> Extract to read
╔══
Ukraine’s air force said that overnight into Sunday Russia launched another 14 missiles and more than 30 attack drones on Ukraine.

It said it downed all but two of the missiles.

In the central Vinnytsia region, fragments from a downed drone wounded three people and damaged houses and blocks of flats, regional authorities said.

On Saturday evening, another strike hit the centre of Kharkiv city, wounding 25 in an area containing multi-storey buildings and a research institute, Synegubov said.

Utility workers carry a body bag as they evacuate the remains of a victim who was killed in a Russian strike on a hardware supermarket in Kharkiv, Ukraine on Sunday. Photo: AFP

Kharkiv, Ukraine’s second-largest city, is just a few dozen kilometres from the border and regularly comes under attack from Russian missiles.

The latest attacks came after Russia launched a ground offensive in the Kharkiv region on May 10.

Ukraine said on Friday that it had managed to halt Moscow’s progress and was counter-attacking.

Russia on Sunday claimed the capture of the village of Berestove in the Kharkiv region, located on the eastern front line close to the Luhansk region.
╚══
> Raw data
╔══
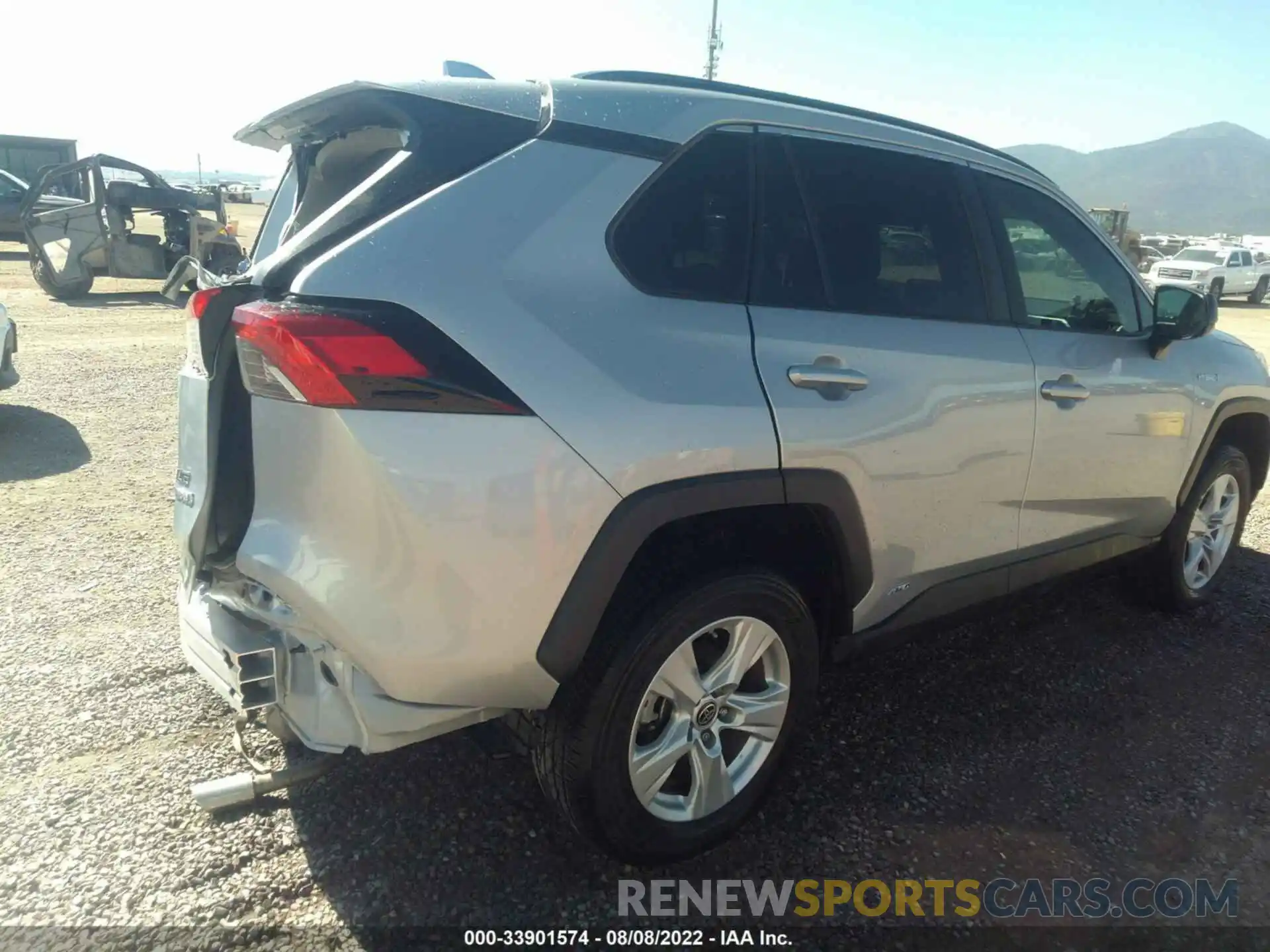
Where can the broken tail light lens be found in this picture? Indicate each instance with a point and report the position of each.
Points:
(374, 356)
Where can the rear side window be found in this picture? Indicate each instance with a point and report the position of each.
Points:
(890, 233)
(687, 234)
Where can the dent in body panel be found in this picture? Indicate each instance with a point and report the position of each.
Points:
(432, 549)
(1111, 462)
(937, 447)
(646, 389)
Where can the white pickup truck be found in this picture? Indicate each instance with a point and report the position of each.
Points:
(1220, 270)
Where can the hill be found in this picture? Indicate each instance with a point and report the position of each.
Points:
(1201, 180)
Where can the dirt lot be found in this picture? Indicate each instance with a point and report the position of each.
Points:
(1070, 734)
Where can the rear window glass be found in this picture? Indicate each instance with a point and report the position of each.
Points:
(687, 234)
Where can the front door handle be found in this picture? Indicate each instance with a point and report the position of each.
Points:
(814, 376)
(1064, 389)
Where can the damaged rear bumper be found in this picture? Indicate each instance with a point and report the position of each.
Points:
(251, 649)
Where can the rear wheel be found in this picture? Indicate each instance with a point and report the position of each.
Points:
(667, 738)
(1199, 545)
(63, 292)
(1259, 292)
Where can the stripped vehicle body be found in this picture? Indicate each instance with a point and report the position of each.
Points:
(446, 424)
(78, 240)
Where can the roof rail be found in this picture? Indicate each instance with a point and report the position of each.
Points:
(668, 79)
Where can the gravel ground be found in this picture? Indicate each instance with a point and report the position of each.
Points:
(1070, 734)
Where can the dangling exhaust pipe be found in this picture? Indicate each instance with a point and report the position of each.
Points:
(240, 789)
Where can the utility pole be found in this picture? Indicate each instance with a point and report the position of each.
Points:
(714, 44)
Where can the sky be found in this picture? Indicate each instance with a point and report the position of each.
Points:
(135, 79)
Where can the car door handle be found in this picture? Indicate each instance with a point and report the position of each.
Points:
(1064, 389)
(814, 376)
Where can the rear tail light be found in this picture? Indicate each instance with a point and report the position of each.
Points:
(375, 356)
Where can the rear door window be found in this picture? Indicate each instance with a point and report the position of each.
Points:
(687, 233)
(890, 231)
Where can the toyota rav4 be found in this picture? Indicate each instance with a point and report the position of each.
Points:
(629, 401)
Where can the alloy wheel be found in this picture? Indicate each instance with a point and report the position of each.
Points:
(1212, 530)
(709, 719)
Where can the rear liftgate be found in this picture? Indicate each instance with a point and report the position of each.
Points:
(345, 354)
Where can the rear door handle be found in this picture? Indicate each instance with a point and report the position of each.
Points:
(814, 376)
(1064, 389)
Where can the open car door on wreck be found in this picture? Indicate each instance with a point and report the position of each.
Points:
(99, 235)
(69, 243)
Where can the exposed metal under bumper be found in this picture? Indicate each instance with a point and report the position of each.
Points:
(318, 691)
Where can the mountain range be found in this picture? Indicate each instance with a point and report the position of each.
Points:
(1197, 182)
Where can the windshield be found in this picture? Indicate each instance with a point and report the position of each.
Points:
(1199, 254)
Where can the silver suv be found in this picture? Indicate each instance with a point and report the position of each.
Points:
(632, 400)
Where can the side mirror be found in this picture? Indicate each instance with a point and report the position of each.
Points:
(1180, 314)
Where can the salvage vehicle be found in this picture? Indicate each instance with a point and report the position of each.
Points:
(1217, 268)
(8, 348)
(620, 405)
(13, 192)
(71, 244)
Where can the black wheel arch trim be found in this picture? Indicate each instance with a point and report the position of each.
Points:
(1235, 407)
(636, 517)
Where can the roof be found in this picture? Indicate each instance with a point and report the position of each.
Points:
(34, 141)
(673, 81)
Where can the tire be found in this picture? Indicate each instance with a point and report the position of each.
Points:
(63, 292)
(1259, 292)
(1170, 582)
(603, 715)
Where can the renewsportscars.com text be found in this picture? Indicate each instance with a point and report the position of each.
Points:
(1000, 899)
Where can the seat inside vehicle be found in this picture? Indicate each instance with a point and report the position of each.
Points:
(138, 196)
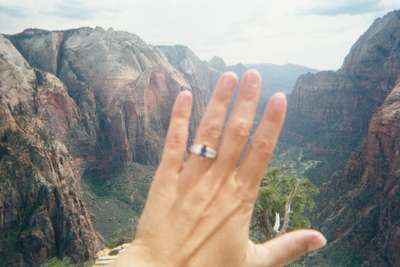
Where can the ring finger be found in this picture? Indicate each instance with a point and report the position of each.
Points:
(211, 125)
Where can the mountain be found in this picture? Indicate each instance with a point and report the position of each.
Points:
(124, 89)
(84, 113)
(41, 210)
(329, 112)
(360, 206)
(342, 131)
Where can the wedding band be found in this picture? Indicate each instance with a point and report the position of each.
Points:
(203, 151)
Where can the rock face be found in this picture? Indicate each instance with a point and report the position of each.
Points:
(123, 88)
(363, 224)
(338, 106)
(72, 102)
(41, 211)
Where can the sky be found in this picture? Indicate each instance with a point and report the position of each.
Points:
(313, 33)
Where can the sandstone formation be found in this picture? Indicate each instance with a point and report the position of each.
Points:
(41, 211)
(123, 87)
(329, 111)
(360, 206)
(86, 101)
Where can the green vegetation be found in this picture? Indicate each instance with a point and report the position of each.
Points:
(116, 199)
(56, 262)
(65, 262)
(287, 196)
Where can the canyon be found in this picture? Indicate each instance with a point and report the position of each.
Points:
(84, 113)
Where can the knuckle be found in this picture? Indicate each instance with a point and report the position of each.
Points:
(263, 146)
(174, 140)
(240, 129)
(211, 130)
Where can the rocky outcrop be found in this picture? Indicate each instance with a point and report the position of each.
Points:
(360, 214)
(41, 211)
(329, 111)
(123, 87)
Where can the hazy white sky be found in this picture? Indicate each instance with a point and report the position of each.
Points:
(315, 33)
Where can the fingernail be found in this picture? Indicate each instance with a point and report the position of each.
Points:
(317, 242)
(278, 102)
(228, 80)
(253, 78)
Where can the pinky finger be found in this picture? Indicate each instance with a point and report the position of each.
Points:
(286, 248)
(176, 139)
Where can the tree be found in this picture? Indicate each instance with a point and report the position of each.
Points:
(282, 204)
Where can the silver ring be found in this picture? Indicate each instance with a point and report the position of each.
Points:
(203, 151)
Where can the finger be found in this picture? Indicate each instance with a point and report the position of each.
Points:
(261, 148)
(239, 125)
(212, 123)
(176, 139)
(286, 248)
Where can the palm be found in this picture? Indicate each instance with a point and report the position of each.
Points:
(198, 212)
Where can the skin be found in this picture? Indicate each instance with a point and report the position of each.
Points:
(198, 211)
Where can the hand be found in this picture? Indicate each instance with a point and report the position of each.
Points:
(198, 212)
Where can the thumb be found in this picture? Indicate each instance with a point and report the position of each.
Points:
(286, 248)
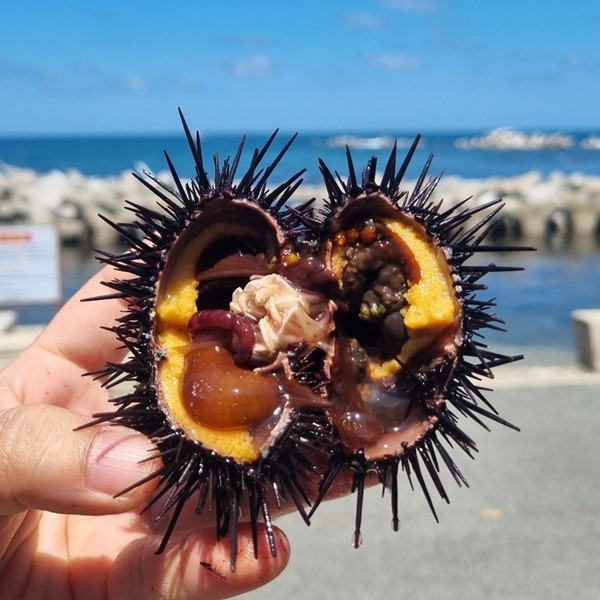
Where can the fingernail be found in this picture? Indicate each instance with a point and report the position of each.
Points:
(115, 461)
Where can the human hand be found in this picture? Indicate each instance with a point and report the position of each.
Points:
(63, 534)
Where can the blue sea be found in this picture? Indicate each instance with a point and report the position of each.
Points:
(111, 155)
(536, 303)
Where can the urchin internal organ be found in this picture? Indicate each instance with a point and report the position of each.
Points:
(263, 334)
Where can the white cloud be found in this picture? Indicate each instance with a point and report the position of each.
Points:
(360, 19)
(395, 62)
(135, 83)
(414, 6)
(253, 65)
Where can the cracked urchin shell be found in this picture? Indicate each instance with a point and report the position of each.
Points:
(409, 353)
(233, 416)
(354, 329)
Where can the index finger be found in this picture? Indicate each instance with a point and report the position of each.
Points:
(76, 332)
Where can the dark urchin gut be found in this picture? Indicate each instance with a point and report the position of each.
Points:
(419, 397)
(192, 470)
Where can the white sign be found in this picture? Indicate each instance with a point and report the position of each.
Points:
(29, 265)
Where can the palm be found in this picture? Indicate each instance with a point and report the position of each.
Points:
(48, 554)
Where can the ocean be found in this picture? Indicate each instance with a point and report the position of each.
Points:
(111, 155)
(536, 304)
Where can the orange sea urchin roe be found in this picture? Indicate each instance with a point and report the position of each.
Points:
(219, 394)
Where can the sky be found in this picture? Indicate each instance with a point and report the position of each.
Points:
(114, 66)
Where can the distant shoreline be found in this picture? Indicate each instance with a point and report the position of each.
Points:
(535, 205)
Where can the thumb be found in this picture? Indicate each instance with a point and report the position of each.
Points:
(46, 465)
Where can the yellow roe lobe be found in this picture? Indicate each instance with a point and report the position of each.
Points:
(432, 303)
(174, 308)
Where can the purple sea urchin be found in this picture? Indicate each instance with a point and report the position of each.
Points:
(264, 334)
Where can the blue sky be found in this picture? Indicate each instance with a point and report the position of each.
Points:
(115, 66)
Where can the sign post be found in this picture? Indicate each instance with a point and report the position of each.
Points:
(29, 265)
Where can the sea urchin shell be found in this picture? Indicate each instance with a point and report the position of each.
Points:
(409, 353)
(263, 334)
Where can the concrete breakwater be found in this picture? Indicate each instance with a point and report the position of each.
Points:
(536, 207)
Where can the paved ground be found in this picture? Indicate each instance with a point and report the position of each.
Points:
(528, 527)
╚══
Return the passage of the report on Russian strikes in Ukraine that lies between "The latest attacks" and "the Luhansk region.", inclusive, copied word for word.

The latest attacks came after Russia launched a ground offensive in the Kharkiv region on May 10.

Ukraine said on Friday that it had managed to halt Moscow’s progress and was counter-attacking.

Russia on Sunday claimed the capture of the village of Berestove in the Kharkiv region, located on the eastern front line close to the Luhansk region.